Different dialect, eh?

June 17, 2014

in Malory Sanvidge, New Zealand, Oceania, Summer 2014

Since the reason why I’m abroad is because of my internship, I should probably give an update about how that has been going… I’ve been at Child, Youth, and Family now for almost three weeks. I work 8 AM-4 PM Monday through Thursday and it takes me about 30 minutes to walk to work.

So far, my supervisor and other mentors/co-workers have done a great job keeping me integrated in the daily routine. I was a shadow for the first couple weeks, but I’m getting more responsibilities the longer I am there, and quickly. It is a little intimidating at times, but I have to start somewhere, right? I have mostly been working with the Youth Justice component of Child, Youth, and Family (CYF). Therefore, I’ve done things like attend court for the youth, make home visits to deliver information/check up on them, take notes during meetings with clients, attend case consults, and family group conferences.

Dataset items
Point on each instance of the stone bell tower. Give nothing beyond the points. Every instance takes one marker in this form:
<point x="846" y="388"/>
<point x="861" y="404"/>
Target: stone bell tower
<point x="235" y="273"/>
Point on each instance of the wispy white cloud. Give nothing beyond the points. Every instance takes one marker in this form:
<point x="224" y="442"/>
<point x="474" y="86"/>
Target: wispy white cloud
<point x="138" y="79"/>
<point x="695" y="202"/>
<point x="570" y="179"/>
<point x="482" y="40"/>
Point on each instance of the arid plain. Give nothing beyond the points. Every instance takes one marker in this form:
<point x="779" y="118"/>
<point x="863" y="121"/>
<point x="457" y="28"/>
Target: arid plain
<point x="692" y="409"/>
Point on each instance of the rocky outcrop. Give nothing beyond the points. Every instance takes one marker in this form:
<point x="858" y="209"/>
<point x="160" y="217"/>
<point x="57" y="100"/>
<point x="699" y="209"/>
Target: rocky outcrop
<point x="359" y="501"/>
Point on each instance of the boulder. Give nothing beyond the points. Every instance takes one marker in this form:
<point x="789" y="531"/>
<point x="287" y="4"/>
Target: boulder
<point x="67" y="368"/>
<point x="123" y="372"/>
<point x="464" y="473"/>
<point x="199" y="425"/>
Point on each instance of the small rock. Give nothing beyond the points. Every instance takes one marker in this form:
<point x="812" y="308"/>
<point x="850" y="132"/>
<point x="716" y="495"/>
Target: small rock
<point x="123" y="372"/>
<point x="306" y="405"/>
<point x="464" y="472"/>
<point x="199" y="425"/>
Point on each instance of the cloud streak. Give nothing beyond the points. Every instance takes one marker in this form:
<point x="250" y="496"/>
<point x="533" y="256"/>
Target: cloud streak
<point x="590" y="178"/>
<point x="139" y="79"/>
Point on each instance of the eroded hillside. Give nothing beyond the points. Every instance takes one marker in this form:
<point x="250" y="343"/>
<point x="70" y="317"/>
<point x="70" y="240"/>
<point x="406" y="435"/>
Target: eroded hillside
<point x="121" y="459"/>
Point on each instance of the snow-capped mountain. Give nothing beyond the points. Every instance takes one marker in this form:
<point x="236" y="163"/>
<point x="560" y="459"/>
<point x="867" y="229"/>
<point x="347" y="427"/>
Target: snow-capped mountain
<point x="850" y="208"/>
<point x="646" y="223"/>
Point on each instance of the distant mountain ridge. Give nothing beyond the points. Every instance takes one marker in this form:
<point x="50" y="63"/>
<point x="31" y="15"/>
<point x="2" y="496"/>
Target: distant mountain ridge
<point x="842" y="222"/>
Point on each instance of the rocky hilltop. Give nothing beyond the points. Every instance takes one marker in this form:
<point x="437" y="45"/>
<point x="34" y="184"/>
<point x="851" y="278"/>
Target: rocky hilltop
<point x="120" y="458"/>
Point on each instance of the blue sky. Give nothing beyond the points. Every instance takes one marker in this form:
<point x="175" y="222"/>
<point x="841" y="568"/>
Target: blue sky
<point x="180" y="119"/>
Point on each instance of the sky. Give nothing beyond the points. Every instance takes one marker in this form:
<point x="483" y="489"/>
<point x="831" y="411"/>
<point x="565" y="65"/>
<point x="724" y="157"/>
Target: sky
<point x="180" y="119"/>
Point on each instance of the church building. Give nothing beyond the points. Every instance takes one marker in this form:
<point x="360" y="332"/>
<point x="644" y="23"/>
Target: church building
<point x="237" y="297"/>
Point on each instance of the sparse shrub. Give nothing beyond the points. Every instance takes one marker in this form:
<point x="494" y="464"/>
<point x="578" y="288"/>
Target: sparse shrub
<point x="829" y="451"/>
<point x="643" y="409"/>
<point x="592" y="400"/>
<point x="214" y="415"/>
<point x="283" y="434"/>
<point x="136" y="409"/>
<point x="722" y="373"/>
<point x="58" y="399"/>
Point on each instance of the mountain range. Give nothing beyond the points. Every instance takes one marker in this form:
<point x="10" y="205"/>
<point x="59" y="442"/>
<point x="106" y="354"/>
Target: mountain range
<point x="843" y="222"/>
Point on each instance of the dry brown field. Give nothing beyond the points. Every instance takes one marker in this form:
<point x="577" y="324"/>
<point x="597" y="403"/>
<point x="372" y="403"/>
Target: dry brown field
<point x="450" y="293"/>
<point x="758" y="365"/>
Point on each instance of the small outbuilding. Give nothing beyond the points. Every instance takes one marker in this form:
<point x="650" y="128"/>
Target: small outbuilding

» **DIRECTIONS FOR THIS TASK**
In the internship blog post, with which component of Child, Youth, and Family has the writer mostly been working?

» **EXPECTED ANSWER**
The Youth Justice component.